Look through the records and copy each line with the string "sandy" in it.

:: Supplied data ::

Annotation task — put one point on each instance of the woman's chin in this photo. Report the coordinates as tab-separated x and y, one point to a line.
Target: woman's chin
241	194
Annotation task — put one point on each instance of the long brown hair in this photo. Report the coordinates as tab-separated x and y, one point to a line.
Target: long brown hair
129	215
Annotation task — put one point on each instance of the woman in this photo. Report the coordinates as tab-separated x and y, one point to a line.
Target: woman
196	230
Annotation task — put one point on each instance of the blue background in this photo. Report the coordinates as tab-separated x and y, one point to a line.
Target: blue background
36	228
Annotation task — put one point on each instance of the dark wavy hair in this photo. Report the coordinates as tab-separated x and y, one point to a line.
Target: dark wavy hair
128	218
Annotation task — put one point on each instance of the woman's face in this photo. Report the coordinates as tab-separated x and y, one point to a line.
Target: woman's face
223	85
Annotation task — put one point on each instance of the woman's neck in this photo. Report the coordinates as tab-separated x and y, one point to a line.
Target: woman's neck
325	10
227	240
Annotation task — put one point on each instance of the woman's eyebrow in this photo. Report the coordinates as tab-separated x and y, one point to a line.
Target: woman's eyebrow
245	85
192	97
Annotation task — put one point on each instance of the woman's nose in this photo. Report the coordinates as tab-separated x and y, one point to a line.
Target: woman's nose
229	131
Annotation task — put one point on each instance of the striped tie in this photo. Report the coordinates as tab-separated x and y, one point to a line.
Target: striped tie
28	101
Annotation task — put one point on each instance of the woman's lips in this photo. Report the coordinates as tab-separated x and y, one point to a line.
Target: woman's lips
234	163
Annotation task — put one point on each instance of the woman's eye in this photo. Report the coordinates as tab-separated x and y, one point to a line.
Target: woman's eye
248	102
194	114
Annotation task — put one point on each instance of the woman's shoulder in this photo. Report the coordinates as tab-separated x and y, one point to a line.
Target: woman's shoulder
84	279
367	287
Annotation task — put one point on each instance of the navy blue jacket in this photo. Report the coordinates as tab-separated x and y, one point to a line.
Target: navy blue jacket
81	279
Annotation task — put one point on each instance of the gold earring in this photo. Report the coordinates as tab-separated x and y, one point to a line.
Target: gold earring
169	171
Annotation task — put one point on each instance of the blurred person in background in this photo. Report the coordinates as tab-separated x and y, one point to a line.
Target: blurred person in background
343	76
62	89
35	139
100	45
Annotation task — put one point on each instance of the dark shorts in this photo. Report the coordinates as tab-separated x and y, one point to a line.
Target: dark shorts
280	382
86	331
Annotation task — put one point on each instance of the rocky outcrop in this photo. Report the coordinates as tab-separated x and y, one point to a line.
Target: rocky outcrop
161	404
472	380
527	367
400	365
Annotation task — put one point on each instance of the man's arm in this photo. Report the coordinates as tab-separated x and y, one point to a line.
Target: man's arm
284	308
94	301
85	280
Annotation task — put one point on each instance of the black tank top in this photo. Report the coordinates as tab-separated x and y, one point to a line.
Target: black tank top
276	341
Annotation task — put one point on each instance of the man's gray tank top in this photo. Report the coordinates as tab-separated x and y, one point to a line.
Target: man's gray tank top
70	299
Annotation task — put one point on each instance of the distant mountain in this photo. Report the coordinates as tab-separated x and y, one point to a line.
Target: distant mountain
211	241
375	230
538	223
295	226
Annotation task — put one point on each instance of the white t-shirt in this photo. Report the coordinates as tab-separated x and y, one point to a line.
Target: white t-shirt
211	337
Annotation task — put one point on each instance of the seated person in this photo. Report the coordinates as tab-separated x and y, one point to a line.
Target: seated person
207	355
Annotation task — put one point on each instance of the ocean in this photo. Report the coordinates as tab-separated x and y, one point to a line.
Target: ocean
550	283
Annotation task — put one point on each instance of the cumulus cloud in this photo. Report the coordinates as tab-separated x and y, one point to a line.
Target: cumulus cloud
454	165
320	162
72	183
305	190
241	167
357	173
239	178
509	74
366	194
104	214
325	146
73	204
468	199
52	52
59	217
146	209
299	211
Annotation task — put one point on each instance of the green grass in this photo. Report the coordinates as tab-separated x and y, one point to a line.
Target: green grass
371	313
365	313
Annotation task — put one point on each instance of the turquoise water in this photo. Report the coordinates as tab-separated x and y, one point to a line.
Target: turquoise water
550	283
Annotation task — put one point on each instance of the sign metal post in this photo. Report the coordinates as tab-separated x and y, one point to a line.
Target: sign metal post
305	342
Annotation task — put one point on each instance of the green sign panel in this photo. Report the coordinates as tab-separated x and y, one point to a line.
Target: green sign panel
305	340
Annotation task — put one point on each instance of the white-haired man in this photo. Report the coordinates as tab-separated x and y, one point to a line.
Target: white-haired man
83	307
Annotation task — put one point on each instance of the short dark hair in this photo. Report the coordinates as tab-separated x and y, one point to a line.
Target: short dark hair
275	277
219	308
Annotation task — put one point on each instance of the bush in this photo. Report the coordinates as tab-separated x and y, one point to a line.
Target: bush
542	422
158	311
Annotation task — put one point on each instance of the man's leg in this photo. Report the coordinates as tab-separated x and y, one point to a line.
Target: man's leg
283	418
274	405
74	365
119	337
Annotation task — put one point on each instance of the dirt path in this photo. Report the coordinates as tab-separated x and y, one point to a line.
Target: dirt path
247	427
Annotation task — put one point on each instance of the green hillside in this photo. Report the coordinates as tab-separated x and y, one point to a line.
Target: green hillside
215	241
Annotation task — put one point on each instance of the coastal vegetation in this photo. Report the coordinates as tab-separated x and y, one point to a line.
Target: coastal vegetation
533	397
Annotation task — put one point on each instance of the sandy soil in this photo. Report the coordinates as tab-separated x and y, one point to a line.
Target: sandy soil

:::

Solution to this task.
Annotation task — put one point on each instance of the sandy soil in this photo. Report the coordinates as tab-separated x and y, one point to a line.
Target: sandy soil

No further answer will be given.